WHAT IS REQUIRED>
Print the section of the BMW Music Keg thread below, from "Soundgate makes (made)" up to and including "a few months.".

PAGE EXTRACT>
# New Radio / Music Keg



## siciliano (Oct 10, 2003)

I have a 2001 330i with the wood trim package. The radio I have is the BMW Business CD (don't know the serial number / software version...).

Here is the background story on my ordeal with the Music Keg and getting a new deck - a call for help from my fellow Bimmer owners out there.

I went to Best Buy and talked to the guy in the car audio section. They had a sale and a special, so I was interested in a Music Keg, a Kenwood Deck (KDC-MP522 ) and a free Sirus tuner. Long story short, it was more expensive then I cared to pay, so I opted for the Music Keg only.

The guy sent me back to the installation shop and the installer there told me that I would never be able to install another deck in my 2001 330i without cutom dash work - and that there is no way for the music keg to work without rewiring the car. I had a feeling that the installer was full of crap, so I started doing some research...

Soundgate makes (made) a part called the "Soundgate KBMWSIRV2 BMW to Kenwood Music Keg Dual Purpose Interface". This is supposed to fix the problem! WRONG. I called Soundgate and the company that made this for them went out of business. They are supposedly making a new one, but it will be a few months.

I called around and searched the internet trying to find one of these, but they are inpossible to find. If ANYONE out there knows where I can get one - or has one to sell - PLEASE let me know.

My second option is to get a new Kenwood deck... The guys at Best Buy are telling me that they might have to rewire things and that the steering wheel controls won't work after. They also say that they would have to make create a install kit for the deck...

Is any of this true? I find it hard to believe that people who own BMWs never change out their decks...

What do you recommend? I really like the digital music option that the Music Keg offers. Phatnoise.com makes a BMW-specific "Phatbox" (Kenwoods gets the MK from Phatnoise), but its $800+... I might just go that route...

Anyone out there who has installed the Music Keg or the Phatbox, please let me know what I need to do.

Thanks

Tony
[email protected]


----------



## flashinthepan (Jul 25, 2003)

Heya Tony,

I am taking in my Bimmer to see what interface is needed to work with the Factory HK system, the audio shop would like to see the connections, if I get a part # or answer I will share it with you !!


----------



## ·clyde· (Dec 26, 2001)

The Music Keg is a PhatBox branded by Kenwood running special firmware. AFAIK, the Kegs can only be controlled by certain Kenwood headunits.

You can use the BMW firmware on a Keg to make it compatible with the BMW headunit, but you would still need a special Blitzsafe adapter to make it work. The last I checked, the only place you can get that addapter is from PhatNoise, and they will only sell one to you if you own a "real" PhatBox.

SOURCE MATERIAL>
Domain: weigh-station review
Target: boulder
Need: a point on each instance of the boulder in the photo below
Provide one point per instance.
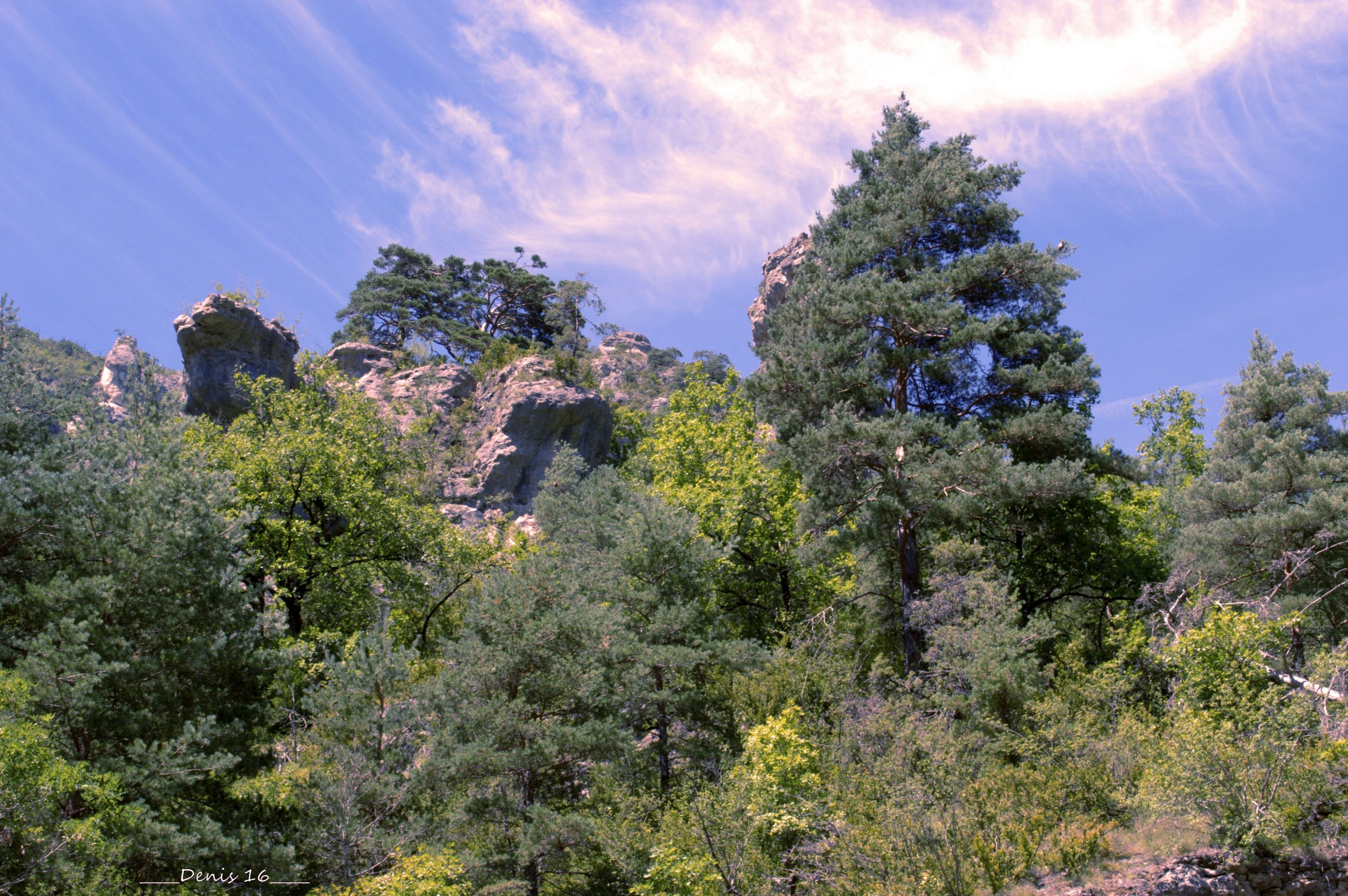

OUTPUT BELOW>
Soundgate makes (made) a part called the "Soundgate KBMWSIRV2 BMW to Kenwood Music Keg Dual Purpose Interface". This is supposed to fix the problem! WRONG. I called Soundgate and the company that made this for them went out of business. They are supposedly making a new one, but it will be a few months.